Start of Exercise input

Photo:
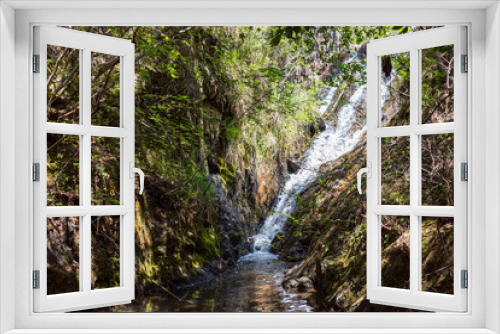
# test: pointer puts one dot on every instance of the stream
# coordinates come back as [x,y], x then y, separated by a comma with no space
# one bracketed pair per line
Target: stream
[254,284]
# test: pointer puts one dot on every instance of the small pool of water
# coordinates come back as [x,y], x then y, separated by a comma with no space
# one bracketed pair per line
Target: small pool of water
[254,285]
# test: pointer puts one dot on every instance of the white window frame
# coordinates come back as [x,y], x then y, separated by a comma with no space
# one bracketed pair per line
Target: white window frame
[414,297]
[484,48]
[85,43]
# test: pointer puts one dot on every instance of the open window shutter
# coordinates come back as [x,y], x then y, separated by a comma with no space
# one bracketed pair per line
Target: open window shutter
[83,229]
[432,139]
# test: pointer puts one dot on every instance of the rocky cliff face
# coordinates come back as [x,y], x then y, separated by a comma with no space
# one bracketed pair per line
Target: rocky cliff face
[327,236]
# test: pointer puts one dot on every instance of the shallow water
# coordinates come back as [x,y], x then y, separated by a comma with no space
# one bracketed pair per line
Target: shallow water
[252,286]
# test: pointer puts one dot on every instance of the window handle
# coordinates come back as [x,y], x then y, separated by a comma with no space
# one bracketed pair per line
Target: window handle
[368,171]
[134,170]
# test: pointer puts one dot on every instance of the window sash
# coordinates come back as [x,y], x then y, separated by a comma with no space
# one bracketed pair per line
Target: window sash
[414,298]
[87,297]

End of Exercise input

Task to complete:
Your answer must be the full listing, reproduced word for word, without its pictures.

Answer space:
Photo:
# test: pointer puts one dot on every instance of the stream
# coordinates come back as [x,y], x then y, separated by a comma with no space
# one bracketed pair per line
Target: stream
[254,284]
# test: pointer puts one dot on every instance of the small pool of water
# coordinates come back as [x,y], x then y, separated by a comma with no space
# one bracketed pair per line
Target: small pool of water
[254,285]
# test: pointer puts one dot on every instance of the white window frame
# coordinates come back as [x,y], x then y, separated by a comma with no space
# one bracketed pair per line
Target: white window frame
[414,297]
[484,48]
[85,43]
# test: pointer puts one dot on every instance of the open window shutter
# coordinates come back as [x,y], x then y, separated by a comma with no space
# one bracketed pair per line
Target: open window shutter
[83,229]
[432,139]
# test: pointer puts one dot on every instance of the rocky cliff face
# coordinates come back as [x,y], x then y, separated by a comma with no space
# one bracketed pair per line
Target: rocky cliff face
[327,236]
# test: pointer puts one dot on every instance of the shallow water
# coordinates come back as [x,y], x then y, separated by a comma with no space
# one bracketed pair per line
Target: shallow water
[252,286]
# test: pointer puts one dot on every instance of the window handle
# coordinates come back as [x,y], x then y, separated by a comma with no space
# one bracketed pair per line
Target: window handle
[368,171]
[134,170]
# test: pointer puts one dot on every instance of the window sash
# coordinates come back as [x,y], x then y, separated by a comma with no space
# one bracketed pair per line
Target: window sash
[414,298]
[87,297]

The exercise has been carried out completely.